Natural language region descriptions
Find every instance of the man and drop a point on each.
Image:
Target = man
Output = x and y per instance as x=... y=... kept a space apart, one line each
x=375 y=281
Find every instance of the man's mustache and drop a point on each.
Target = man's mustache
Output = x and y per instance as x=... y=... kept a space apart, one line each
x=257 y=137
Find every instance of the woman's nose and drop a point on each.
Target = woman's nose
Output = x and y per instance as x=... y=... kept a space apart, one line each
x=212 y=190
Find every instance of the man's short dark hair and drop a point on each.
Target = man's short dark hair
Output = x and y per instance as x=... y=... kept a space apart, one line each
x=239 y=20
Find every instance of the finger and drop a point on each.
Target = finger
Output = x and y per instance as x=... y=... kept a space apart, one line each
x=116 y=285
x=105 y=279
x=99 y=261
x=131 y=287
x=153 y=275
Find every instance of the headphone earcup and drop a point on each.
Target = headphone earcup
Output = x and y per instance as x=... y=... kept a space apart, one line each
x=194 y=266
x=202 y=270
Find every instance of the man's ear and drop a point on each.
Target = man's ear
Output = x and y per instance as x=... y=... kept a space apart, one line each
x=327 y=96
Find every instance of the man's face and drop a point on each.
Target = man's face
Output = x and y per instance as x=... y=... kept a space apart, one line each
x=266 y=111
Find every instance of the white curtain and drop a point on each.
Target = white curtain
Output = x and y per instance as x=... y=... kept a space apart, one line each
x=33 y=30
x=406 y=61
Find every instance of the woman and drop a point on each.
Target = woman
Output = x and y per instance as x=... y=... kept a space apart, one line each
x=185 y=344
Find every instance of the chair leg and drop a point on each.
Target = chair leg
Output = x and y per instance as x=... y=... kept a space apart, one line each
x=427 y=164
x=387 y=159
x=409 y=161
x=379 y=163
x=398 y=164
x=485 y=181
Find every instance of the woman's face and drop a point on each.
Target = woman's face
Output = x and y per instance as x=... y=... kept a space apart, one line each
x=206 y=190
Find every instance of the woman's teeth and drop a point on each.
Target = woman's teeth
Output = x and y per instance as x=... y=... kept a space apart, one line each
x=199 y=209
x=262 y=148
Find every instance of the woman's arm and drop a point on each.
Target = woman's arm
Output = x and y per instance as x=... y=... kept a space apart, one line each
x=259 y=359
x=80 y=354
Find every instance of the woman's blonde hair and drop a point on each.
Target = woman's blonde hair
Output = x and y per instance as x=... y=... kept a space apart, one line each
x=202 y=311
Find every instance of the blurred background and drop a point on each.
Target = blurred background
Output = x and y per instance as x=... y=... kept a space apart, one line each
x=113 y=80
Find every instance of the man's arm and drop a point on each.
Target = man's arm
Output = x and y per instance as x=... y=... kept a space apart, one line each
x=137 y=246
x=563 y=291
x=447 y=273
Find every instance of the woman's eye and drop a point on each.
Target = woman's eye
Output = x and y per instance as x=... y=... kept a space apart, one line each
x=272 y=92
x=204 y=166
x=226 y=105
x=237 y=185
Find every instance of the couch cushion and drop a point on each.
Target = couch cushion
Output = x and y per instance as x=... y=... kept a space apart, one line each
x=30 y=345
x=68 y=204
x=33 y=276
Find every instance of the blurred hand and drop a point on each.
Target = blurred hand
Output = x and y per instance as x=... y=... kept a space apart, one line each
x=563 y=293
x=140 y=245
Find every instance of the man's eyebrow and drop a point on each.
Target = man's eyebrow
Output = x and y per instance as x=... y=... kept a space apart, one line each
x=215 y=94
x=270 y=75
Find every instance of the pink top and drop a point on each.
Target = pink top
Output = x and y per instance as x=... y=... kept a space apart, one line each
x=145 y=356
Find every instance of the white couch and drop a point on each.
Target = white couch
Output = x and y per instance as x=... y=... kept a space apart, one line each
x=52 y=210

**The problem:**
All of the data, from the first line to the last, should be written out exactly.

**Completed task:**
Find every instance of the man and drop a point on each.
Image:
Target = man
Output = x and y per instance as x=... y=... kept a space apart, one line each
x=375 y=281
Find every instance of the man's mustache and drop a point on each.
Target = man's mustache
Output = x and y per instance as x=... y=... kept a space apart, one line each
x=257 y=137
Find every instance of the woman's nose and drop a point on each.
Target = woman's nose
Output = x and y per instance as x=... y=... kept a space apart, one line each
x=212 y=190
Find every instance of the man's short dark hair and drop a point on each.
Target = man's short dark hair
Output = x and y per instance as x=... y=... kept a space apart, one line each
x=239 y=20
Find every instance of the finger and drop a point on each.
Target = finger
Output = x and y per instance as x=... y=... kept a space apart, one line each
x=116 y=285
x=105 y=279
x=99 y=261
x=131 y=287
x=153 y=275
Find every instance of the headphone earcup and drop a point on each.
Target = headphone earcup
Output = x and y per instance as x=... y=... kept a space apart, one line each
x=194 y=266
x=202 y=270
Find every instance of the man's ear and drop a point on each.
Target = man's ear
Output = x and y per instance as x=... y=... kept a space apart, one line each
x=327 y=96
Find every instance of the man's face and drop a point on each.
Target = man's face
Output = x and y per instance as x=... y=... kept a space apart, one line each
x=266 y=111
Find every instance of the white curtain and drop a point on each.
Target = white curtain
Output = x and y per instance as x=... y=... kept a space apart, one line each
x=33 y=30
x=406 y=61
Find every instance of the woman and drop a point on each.
Target = woman
Output = x and y per instance as x=... y=... kept a space apart, one line each
x=185 y=344
Find every instance of the chair leg and drop a point on each.
Target = chair leg
Output = x and y per instance as x=... y=... kept a space apart, one line each
x=427 y=164
x=387 y=159
x=409 y=161
x=379 y=163
x=398 y=164
x=485 y=181
Find every instance of the woman's face and drop a point on each.
Target = woman's face
Output = x and y per instance as x=... y=... kept a space apart, one line each
x=206 y=190
Find every instance of the woman's teeth and drop a point on each.
Target = woman's teeth
Output = x and y per instance as x=... y=... kept a space apart, one line each
x=199 y=209
x=262 y=148
Find every instance of the woman's arm and drop a point on each.
Target = woman's arm
Output = x and y per instance as x=... y=... kept a space apart, one line each
x=259 y=359
x=80 y=354
Find every instance of the woman's blonde hair and drop a point on each.
Target = woman's blonde hair
Output = x and y per instance as x=... y=... kept a space apart, one line each
x=202 y=311
Find every instance of the blurred background and drop a point on each.
Target = blurred background
Output = x and y per instance as x=... y=... kept a space apart, one line each
x=113 y=80
Find every instance of the man's arm and drop a point on each.
Target = man's arm
Output = x and y per instance as x=... y=... kept a space apart, one line each
x=137 y=246
x=563 y=291
x=447 y=273
Find every instance of the woman's eye and drop a point on each.
Target = woman's eye
Output = x and y per instance as x=... y=... kept a space apart, one line each
x=272 y=92
x=204 y=166
x=226 y=105
x=237 y=185
Find every instance of the couch cushion and drop a point on each.
Target = couch cushion
Output = x and y per instance as x=... y=... kept a space apart, one line each
x=30 y=345
x=68 y=204
x=33 y=276
Find every instance of the blurred hand and drop a point on each.
Target = blurred hand
Output = x and y per instance as x=... y=... kept a space apart, one line each
x=563 y=293
x=140 y=245
Find every instance of the man's eyebrow and drop a point on each.
Target = man's eyebrow
Output = x and y per instance as x=... y=... kept a space apart, one line each
x=215 y=94
x=270 y=75
Find every instance of the pink top and drop a point on each.
Target = pink top
Output = x and y per instance as x=... y=... kept a space apart, one line each
x=145 y=356
Find every instance of the white couch and drop a point on each.
Target = white couch
Output = x and y per instance as x=... y=... kept a space apart, one line each
x=52 y=210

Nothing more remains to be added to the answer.